[Start of The input]

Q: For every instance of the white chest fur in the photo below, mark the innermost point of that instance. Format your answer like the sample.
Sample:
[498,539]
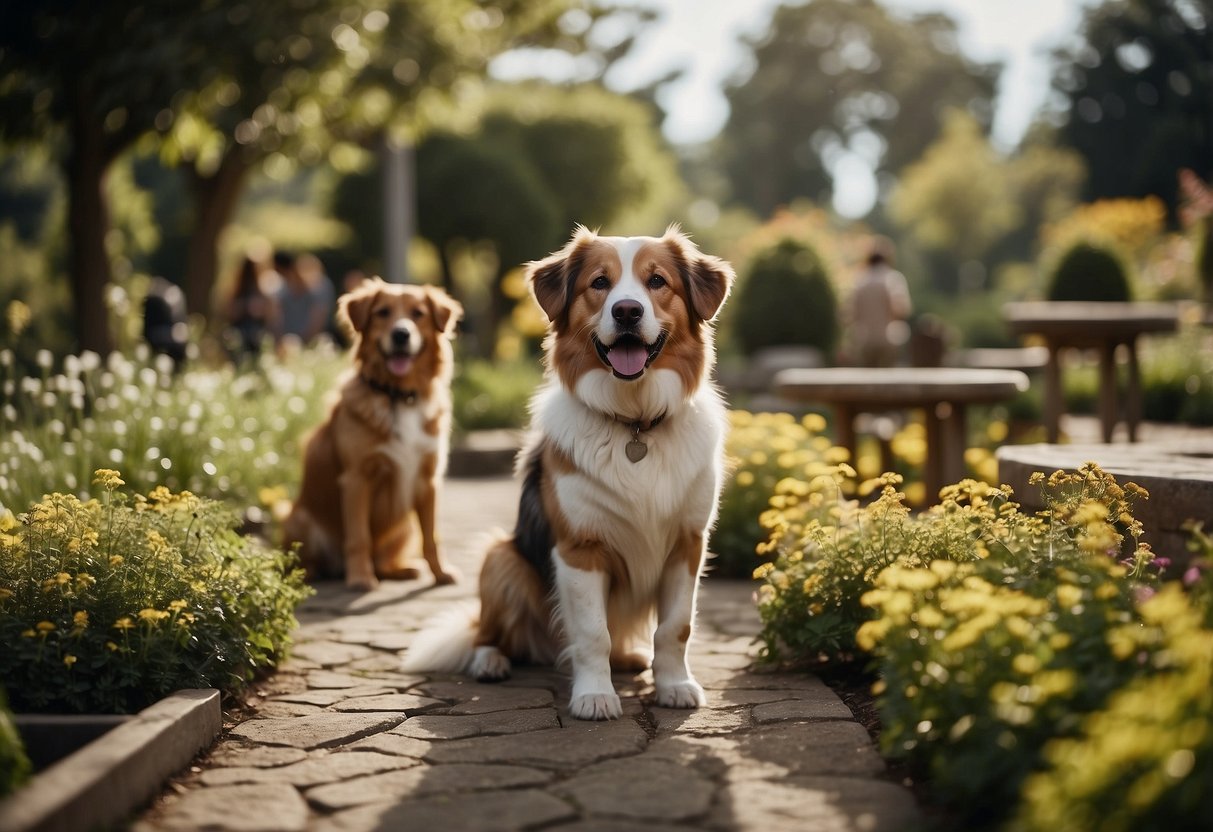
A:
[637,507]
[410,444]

[End of The input]
[Start of The input]

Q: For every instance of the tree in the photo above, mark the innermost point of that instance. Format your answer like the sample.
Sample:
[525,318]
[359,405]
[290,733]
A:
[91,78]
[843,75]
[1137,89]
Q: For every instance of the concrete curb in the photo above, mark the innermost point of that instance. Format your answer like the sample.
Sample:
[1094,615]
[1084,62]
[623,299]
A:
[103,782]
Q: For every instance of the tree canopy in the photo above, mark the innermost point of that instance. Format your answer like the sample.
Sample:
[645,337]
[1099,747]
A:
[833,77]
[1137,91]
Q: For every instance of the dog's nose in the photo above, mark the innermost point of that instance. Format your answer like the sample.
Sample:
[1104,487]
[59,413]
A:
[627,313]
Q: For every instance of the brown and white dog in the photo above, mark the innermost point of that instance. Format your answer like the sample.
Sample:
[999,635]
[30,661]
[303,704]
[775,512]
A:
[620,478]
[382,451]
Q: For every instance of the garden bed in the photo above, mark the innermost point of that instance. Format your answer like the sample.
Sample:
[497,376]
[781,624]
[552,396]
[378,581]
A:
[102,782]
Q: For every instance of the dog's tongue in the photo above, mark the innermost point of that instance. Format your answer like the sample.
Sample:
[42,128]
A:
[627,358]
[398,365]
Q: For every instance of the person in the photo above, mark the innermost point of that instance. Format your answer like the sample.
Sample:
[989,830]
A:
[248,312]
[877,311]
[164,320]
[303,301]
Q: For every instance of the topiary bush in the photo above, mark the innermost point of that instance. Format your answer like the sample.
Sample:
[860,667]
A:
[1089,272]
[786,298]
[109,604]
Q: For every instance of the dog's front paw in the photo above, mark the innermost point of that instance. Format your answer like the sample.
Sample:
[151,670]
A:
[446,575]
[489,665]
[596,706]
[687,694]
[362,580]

[End of The input]
[Start of The input]

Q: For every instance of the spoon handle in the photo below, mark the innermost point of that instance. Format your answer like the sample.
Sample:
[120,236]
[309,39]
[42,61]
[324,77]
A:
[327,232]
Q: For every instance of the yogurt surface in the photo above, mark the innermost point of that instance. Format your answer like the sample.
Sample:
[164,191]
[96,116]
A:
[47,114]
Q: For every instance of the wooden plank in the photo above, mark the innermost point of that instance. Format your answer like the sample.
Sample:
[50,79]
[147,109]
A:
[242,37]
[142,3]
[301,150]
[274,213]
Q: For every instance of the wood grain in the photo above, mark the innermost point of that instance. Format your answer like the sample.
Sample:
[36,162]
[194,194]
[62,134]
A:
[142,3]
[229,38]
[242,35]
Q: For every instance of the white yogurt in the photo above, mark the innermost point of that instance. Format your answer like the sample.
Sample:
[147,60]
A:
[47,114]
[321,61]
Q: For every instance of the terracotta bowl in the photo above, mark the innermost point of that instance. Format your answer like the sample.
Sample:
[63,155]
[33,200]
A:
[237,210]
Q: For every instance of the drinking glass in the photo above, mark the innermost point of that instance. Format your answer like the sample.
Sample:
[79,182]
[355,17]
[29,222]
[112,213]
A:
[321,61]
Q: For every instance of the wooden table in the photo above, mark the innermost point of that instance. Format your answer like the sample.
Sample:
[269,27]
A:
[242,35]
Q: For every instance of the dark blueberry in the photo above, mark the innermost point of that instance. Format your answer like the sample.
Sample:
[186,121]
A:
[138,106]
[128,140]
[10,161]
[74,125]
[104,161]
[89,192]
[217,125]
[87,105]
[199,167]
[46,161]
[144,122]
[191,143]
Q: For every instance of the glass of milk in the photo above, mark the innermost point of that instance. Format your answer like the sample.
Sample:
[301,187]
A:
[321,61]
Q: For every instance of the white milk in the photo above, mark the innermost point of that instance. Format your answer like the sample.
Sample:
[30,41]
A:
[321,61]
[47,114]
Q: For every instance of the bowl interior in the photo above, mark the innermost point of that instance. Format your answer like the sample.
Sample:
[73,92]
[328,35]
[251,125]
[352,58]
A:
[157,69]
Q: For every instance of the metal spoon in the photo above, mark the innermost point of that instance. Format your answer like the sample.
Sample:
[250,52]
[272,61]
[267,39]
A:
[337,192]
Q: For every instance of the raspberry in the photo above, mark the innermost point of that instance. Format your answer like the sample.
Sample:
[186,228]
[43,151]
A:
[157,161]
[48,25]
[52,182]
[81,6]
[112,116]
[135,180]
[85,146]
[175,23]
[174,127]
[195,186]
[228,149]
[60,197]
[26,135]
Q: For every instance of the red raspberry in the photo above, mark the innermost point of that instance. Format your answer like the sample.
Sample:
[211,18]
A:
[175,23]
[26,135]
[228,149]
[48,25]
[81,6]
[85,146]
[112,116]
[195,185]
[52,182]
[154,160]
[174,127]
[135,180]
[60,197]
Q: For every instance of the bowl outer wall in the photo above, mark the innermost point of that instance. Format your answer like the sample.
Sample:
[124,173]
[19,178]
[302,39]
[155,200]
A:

[End of The input]

Stated goal →
Pick out every line of the items above that contains the word "bowl", treating uppercase and lowercase as different, and copy each of those lines.

Response to this task →
Q: For every instance of the terracotta bowl in the photo above, mark the innermost point of that instance. Format your answer like the sample.
Q: For every instance of the bowl interior in the photo above, mark the innermost point of that instance. Format your answer like the sample.
Q: For every instance of the bowl outer wall in the photo above, mark the innermost point of that instance. Format your answer like the sample.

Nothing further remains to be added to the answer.